Work instructions:
a. In the outline of Jefferson's speech, condense the paragraph that starts "Main Ideas: 1.All people" into one shorter sentence.
b. Resume the outline of Jefferson's speech after its final line.

Selection:
1. Section of Speech: The Preamble (Lines 1 - 8) 

Main Ideas: 1.Sometimes it is necessary for people to break their
 political ties. 2. The colonists should state their reasons for separating. 

Thomas Jefferson's Words: "...it becomes necessary for one people to
 dissolve the political bands which have connected them with another."
2. Section of Speech: A Declaration of Rights (Lines 9 - 37) 

Main Ideas: 1.All people have basic, God-given rights.
 2. Whenever a government denies people their basic rights, it is their 
 duty to overthrow it. 

Thomas Jefferson's Words: “...That to secure these rights, Governments are instituted among Men, deriving their just powers from the consent of the governed, —That whenever any Form of Government becomes destructive of these ends, it is the Right of the People to alter or to abolish it...”

Records provided:

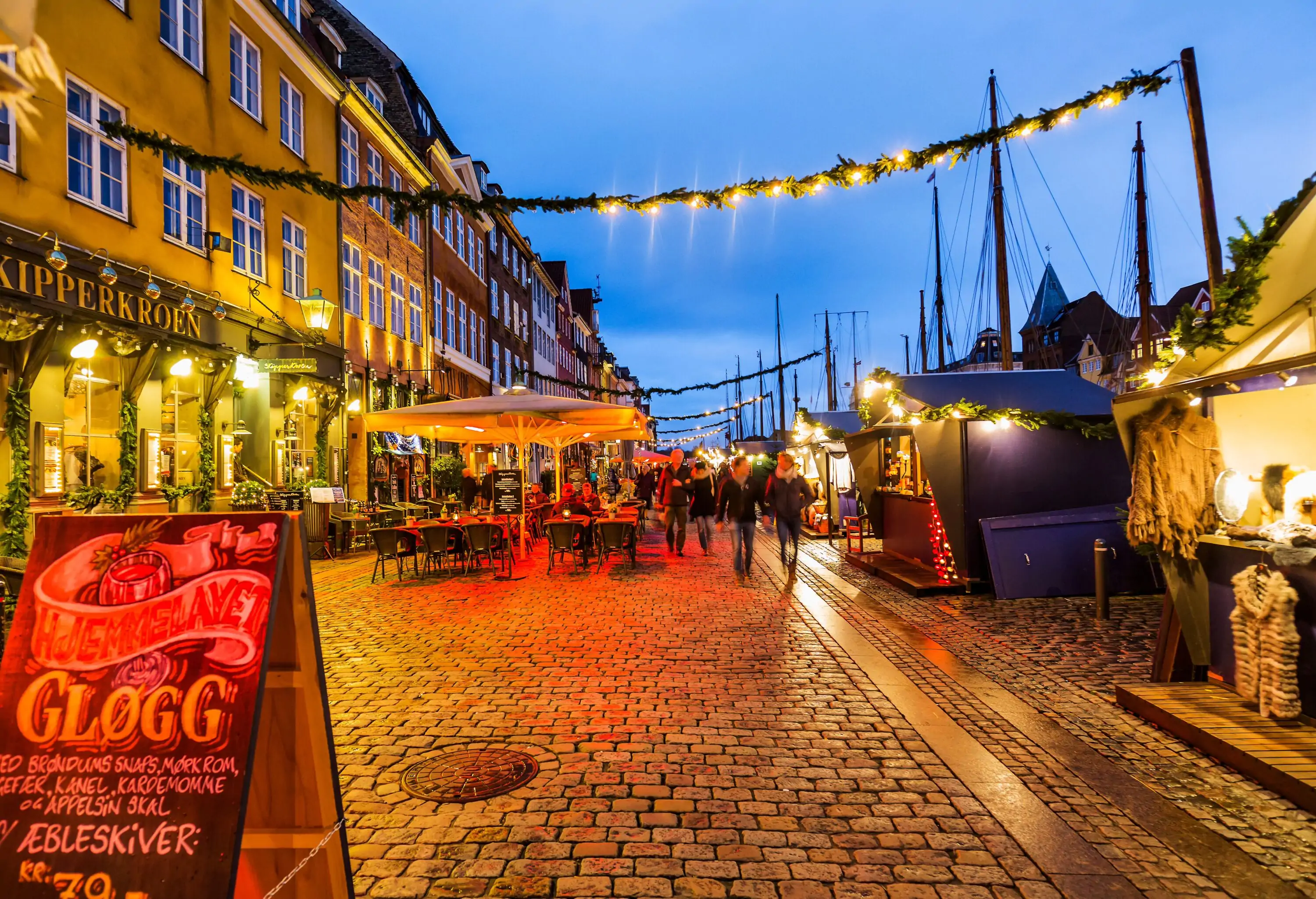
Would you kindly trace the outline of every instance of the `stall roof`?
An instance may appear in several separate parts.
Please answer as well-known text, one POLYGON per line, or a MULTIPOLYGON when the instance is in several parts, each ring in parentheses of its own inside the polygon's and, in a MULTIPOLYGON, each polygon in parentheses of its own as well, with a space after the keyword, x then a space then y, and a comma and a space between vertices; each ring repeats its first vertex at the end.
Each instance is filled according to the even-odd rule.
POLYGON ((1111 391, 1067 369, 905 375, 904 392, 925 405, 969 400, 990 409, 1074 415, 1111 415, 1111 400, 1115 399, 1111 391))

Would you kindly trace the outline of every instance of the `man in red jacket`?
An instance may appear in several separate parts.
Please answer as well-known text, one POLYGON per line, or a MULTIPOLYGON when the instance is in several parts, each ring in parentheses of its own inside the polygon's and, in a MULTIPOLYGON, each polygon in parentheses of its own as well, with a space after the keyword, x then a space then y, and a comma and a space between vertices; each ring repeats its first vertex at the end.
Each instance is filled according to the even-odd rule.
POLYGON ((654 503, 659 507, 667 528, 667 552, 675 548, 676 555, 686 554, 686 511, 690 505, 690 495, 686 491, 691 487, 691 479, 690 466, 686 465, 686 450, 672 450, 671 465, 658 476, 654 503))

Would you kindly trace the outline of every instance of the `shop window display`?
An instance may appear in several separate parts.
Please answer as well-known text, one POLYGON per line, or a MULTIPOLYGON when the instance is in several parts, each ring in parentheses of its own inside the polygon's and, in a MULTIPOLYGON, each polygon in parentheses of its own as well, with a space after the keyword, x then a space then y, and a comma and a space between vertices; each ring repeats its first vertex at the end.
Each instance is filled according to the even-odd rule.
POLYGON ((64 387, 64 488, 118 486, 118 363, 88 359, 64 387))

Results in order:
a. All people have basic, God-given rights, and they have a duty to overthrow any government that denies them those rights.

b.
3. Section of Speech: A List of Complaints (Lines 38 - 120)

Main Ideas: The King of England has refused to agree to laws to help 
 the people.

Thomas Jefferson's Words: “He has refused to pass other Laws for the accommodation of large districts of people, unless those people would relinquish the right of Representation in the Legislature, a right inestimable to them and formidable to tyrants only.”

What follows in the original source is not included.